TEXT PASSAGE —

Data harmonisation ShareThis

Data harmonisation involves recoding or modifying variables so that they are comparable across research studies.

What does harmonising data involve and why is it important?

In order to make full use of the cohort and longitudinal studies that we have in the UK, we need to be able to make comparisons both within and across studies. Repeating the same longitudinal analysis across a number of studies allows researchers to test whether results are consistent across studies, or differ in response to changing social conditions.

Cross-cohort analysis helps us understand more about societal change and how changes in the policy environment impact on outcomes for individuals.

What are the challenges?

Different studies have used different methods to collect information on important aspects of respondents’ lives. For example, measures of household income and measures of some senses, such as vision, are collected in quite different ways both within the studies over time and crucially, across the separate studies.

What is CLOSER doing about it?

Under the data harmonisation work stream, CLOSER is currently working on 16 work packages:

Work Package 1: Harmonisation of measures of body size and body composition

The team is based at the MRC Unit for Lifelong Health and Ageing at UCL, and is led by Rebecca Hardy with Will Johnson. It harmonised body size and body composition variables across cohort studies; height, weight, and BMI. They published a paper in PLOS Medicine journal in May 2015 outlining their findings. Will Johnson also presented at CLOSER’s cross-cohort research workshop in September 2015.

EXERCISE REQUIREMENTS —
- 1) For each statement, say whether it agrees with the passage on data harmonisation. Answer yes or no, and quote the passage's deciding words. (a) Under the data harmonisation work stream, CLOSER is working on 16 work packages. (b) The Work Package 1 team is based at the University of Oxford. (c) The Work Package 1 team published a paper in PLOS Medicine in May 2015.
- 2) Pick up the passage on data harmonisation after its final sentence and write the next few sentences.
The records are separate material, not part of the passage on data harmonisation.

(Dataset entries)
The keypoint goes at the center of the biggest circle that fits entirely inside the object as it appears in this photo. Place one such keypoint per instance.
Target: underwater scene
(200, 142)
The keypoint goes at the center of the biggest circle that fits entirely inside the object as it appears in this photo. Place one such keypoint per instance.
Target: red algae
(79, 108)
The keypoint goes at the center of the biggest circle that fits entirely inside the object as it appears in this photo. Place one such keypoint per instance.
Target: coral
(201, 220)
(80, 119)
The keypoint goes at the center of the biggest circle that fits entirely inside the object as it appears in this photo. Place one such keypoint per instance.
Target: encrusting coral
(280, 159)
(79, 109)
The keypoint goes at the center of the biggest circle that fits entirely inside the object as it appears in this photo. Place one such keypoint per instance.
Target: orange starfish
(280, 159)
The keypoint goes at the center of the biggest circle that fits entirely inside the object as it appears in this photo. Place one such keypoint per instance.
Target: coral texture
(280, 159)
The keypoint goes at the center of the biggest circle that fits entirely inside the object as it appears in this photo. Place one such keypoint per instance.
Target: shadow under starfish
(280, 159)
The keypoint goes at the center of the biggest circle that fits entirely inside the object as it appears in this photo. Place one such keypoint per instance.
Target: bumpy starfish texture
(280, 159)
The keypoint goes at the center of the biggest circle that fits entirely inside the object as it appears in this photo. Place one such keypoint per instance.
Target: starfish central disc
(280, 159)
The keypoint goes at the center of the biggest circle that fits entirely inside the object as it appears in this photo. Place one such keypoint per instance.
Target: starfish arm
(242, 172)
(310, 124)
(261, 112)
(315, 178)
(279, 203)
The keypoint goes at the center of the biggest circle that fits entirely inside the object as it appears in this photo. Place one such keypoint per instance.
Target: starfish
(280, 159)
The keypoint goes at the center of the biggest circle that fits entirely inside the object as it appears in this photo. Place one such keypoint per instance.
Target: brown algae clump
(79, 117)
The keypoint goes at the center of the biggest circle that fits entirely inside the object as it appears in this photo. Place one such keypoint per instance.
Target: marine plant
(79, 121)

==

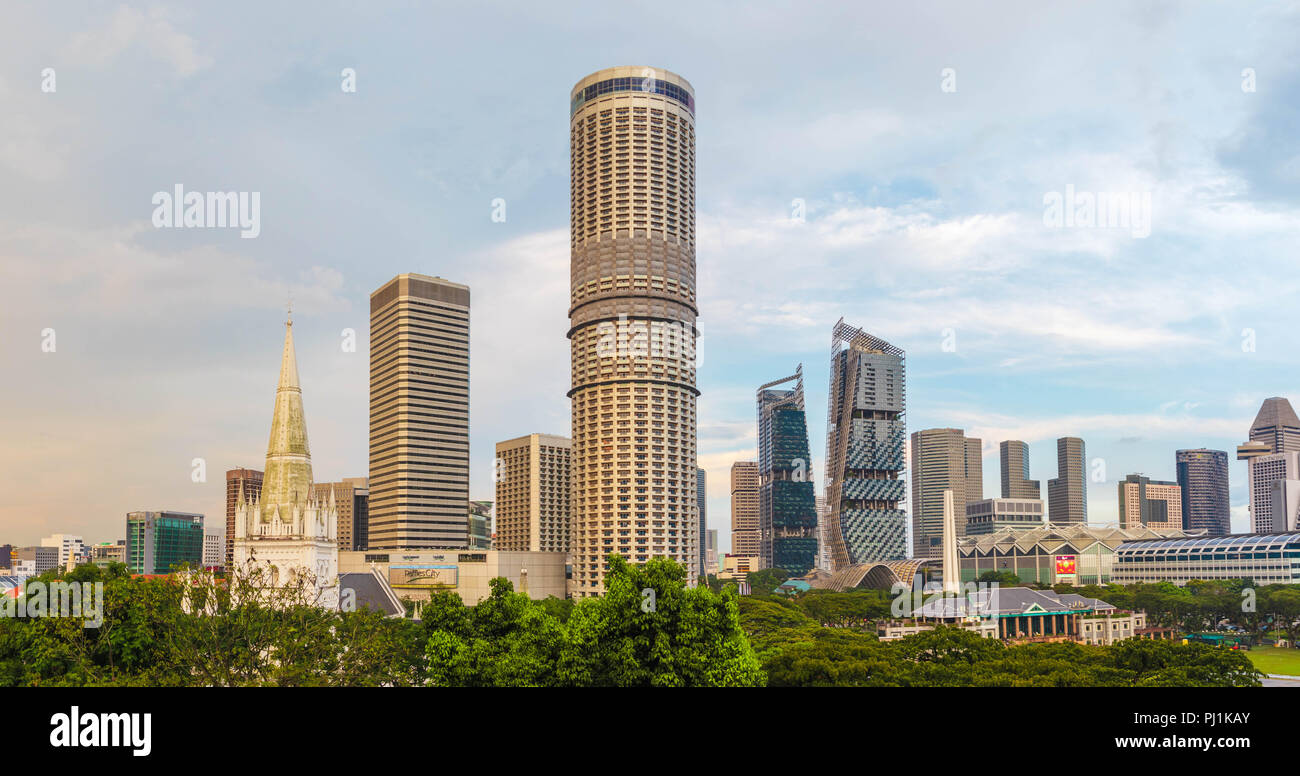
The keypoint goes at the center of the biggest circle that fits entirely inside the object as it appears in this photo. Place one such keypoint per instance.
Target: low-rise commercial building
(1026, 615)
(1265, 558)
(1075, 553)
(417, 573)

--

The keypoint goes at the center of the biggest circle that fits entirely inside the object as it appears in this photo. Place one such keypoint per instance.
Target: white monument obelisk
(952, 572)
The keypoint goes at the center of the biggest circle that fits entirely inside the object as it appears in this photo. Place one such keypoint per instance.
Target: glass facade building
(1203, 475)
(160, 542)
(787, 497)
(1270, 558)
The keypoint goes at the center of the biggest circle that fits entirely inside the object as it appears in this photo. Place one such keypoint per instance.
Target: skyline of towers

SOLVED PROBLEMS —
- 1)
(a) Yes: "CLOSER is currently working on 16 work packages"
(b) No: "The team is based at the MRC Unit for Lifelong Health and Ageing at UCL"
(c) Yes: "They published a paper in PLOS Medicine journal in May 2015"

- 2)
Harmonised Height, Weight and BMI in five longitudinal studies is now available to download from the UK Data Service.

Work Package 2: Harmonisation of socio-economic status and qualifications
This project is led by Claire Crawford from the Institute for Fiscal Studies with strategic oversight from Anna Vignoles, University of Cambridge. The harmonisation work is being done by a team of researchers across the studies involved. The socioeconomic measures that have been used by studies range from family income, family socioeconomic status based on the occupation of father/mother, the physical surroundings of the family and the characteristics of their locality. This WP is developing harmonised socioeconomic measures that have value across different disciplines.

Claire Crawford presented some of their findings at CLOSER’s cross-cohort research workshop in September 2015. A working paper has been made available by the Institute of Fiscal Studies, authored by Belfield. C, et al..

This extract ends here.